*DATASET RECORDS:*
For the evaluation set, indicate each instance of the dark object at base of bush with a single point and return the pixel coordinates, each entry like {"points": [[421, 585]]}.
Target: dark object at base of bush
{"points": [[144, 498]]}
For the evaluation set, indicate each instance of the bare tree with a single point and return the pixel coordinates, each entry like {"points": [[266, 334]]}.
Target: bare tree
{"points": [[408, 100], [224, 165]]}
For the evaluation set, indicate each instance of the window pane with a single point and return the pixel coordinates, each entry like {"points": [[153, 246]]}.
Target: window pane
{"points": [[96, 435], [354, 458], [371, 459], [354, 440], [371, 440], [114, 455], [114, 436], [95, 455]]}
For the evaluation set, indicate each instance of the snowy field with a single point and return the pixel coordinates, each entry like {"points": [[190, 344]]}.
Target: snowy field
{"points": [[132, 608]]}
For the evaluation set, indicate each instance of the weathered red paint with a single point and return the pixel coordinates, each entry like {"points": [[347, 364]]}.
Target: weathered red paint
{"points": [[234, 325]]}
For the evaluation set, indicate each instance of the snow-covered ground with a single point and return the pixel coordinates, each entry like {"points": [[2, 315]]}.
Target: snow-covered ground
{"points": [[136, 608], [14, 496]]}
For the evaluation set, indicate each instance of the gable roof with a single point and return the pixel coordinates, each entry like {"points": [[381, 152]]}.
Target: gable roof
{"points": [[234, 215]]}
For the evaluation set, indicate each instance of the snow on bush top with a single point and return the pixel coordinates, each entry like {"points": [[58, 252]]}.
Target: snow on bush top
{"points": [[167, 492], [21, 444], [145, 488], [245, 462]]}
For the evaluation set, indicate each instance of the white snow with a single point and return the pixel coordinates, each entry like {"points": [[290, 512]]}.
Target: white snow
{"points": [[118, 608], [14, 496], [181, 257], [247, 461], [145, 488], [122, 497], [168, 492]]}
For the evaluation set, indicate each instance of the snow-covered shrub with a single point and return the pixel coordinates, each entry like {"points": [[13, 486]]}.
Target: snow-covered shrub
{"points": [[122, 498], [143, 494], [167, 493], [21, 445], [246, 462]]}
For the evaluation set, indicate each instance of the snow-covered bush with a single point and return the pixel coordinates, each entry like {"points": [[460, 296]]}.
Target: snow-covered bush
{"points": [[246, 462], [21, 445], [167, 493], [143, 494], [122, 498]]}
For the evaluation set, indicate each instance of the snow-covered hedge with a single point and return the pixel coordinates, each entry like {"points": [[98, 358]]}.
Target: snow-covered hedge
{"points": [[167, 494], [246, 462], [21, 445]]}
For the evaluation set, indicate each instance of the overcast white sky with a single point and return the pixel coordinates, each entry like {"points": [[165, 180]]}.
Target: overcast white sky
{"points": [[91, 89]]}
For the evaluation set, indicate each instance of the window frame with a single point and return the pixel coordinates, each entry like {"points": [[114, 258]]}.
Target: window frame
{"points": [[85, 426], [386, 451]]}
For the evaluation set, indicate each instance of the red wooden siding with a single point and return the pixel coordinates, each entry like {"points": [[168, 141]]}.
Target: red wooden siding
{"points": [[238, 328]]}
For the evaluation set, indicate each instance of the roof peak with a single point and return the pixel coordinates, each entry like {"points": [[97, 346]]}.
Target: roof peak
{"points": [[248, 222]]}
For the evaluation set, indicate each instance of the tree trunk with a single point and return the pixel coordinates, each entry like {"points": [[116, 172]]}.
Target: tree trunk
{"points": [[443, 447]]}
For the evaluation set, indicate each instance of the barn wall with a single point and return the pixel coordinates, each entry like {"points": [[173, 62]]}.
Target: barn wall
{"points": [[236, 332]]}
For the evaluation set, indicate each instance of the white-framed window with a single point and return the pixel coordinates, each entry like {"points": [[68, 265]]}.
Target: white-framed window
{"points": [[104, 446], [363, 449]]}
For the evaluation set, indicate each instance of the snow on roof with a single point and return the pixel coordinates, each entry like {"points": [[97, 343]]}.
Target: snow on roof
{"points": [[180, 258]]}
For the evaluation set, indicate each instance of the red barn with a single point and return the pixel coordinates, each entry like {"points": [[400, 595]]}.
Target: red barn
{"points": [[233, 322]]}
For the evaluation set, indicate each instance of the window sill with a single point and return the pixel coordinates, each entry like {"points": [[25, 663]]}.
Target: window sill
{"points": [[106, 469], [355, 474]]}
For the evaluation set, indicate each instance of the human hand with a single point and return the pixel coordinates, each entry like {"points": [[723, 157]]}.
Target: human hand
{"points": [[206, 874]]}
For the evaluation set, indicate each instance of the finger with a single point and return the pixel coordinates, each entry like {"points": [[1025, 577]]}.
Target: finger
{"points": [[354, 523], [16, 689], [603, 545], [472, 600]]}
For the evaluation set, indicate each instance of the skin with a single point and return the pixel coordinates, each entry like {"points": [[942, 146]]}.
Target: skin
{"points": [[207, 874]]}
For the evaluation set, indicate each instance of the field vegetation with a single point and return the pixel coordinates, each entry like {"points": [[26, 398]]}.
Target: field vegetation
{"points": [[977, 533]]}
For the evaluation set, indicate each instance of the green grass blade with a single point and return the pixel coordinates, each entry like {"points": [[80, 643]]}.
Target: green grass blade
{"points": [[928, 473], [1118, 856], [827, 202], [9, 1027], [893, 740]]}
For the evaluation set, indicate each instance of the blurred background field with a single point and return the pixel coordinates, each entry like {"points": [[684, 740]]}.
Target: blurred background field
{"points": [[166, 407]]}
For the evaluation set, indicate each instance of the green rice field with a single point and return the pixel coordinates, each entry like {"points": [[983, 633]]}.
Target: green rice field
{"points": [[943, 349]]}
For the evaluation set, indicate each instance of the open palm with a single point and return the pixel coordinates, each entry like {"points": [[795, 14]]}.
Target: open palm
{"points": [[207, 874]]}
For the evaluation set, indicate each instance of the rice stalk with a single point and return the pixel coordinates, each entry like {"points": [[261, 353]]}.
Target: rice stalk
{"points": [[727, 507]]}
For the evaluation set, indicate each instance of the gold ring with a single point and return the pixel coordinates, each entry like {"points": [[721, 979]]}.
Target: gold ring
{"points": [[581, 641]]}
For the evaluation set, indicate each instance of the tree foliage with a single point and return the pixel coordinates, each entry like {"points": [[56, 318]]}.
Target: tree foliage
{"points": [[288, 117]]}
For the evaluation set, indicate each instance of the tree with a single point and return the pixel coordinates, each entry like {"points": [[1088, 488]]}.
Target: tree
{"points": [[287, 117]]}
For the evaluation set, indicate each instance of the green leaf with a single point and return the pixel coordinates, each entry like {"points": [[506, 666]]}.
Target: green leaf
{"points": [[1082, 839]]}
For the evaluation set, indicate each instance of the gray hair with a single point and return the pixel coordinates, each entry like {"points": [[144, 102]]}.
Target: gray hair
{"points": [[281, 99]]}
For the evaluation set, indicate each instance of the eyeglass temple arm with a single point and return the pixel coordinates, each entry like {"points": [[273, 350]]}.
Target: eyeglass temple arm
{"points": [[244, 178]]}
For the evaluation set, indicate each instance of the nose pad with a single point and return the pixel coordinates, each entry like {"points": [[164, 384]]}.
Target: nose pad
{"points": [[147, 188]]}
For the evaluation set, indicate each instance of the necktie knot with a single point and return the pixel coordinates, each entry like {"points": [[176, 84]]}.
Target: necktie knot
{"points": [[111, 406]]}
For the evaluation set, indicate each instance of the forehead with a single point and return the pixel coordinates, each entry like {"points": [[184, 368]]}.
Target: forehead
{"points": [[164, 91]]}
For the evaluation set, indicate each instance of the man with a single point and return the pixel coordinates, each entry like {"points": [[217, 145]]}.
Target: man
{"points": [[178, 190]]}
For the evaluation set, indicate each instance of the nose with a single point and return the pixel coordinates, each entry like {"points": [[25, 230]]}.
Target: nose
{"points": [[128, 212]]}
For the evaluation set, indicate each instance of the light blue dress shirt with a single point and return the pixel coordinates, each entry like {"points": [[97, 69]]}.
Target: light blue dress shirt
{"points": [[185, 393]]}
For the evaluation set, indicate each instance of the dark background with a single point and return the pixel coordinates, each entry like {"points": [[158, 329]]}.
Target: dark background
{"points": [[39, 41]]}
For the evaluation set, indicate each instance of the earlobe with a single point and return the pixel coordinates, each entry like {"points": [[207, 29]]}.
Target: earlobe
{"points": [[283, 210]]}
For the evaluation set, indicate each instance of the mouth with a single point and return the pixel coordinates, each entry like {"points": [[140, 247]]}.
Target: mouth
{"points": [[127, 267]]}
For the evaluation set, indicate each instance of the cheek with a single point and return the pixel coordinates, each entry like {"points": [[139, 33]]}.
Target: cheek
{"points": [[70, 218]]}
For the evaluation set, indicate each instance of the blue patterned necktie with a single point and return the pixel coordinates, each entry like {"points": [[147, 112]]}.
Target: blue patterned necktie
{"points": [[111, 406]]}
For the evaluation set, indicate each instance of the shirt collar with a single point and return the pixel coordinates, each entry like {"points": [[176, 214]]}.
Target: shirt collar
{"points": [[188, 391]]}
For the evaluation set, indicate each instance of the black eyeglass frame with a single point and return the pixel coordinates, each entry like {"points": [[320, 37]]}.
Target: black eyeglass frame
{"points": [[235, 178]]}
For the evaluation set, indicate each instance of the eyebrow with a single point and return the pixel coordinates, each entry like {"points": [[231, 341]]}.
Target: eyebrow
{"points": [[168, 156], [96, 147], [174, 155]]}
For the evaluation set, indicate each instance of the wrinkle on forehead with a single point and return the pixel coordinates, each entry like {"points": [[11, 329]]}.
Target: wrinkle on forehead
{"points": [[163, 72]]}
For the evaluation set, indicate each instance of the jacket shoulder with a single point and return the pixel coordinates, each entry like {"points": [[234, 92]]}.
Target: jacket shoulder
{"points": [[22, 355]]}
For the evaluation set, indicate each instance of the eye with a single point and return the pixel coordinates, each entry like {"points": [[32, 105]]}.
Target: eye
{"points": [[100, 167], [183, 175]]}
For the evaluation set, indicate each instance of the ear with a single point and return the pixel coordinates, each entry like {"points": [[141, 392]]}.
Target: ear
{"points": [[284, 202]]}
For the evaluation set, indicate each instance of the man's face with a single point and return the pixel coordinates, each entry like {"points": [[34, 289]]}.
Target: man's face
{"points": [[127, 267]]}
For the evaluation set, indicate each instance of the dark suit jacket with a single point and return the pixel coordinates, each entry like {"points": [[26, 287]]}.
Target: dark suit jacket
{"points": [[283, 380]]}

*YOUR INSTRUCTIONS:*
Transcribe only the trailing portion of the entries above: the line that contains "For the evaluation set, indicate each instance of the wrinkle" and each line after it.

*COMPLETE OUTPUT:*
For the evaluation set, indicate each instance of the wrinkle on forehead with a single point and return the pixel coordinates, each entry like {"points": [[11, 329]]}.
Target: wrinkle on forehead
{"points": [[163, 72]]}
For the evaluation set, indicate each instance of the jacket shoulder with a single point and return the pixel coordinates, each entry like {"points": [[234, 92]]}.
Target: jacket shoulder
{"points": [[22, 355]]}
For the evaluation set, indicate each instance of the eye with a single point and return the pixel coordinates, each entry like {"points": [[32, 105]]}.
Target: eye
{"points": [[100, 167], [183, 175]]}
For the evaluation set, indicate each instance of the ear with a single point and return the pixel coordinates, each entry like {"points": [[141, 392]]}.
Target: ear
{"points": [[284, 202]]}
For the evaluation set, indicate each instance of the man's face with a single point and return the pixel coordinates, each entry like {"points": [[34, 289]]}.
Target: man's face
{"points": [[127, 267]]}
For the evaluation set, indicate each instance of the dark suit jacket with a single point and return the pixel coordinates, each entry like {"points": [[26, 287]]}.
Target: dark suit jacket
{"points": [[283, 380]]}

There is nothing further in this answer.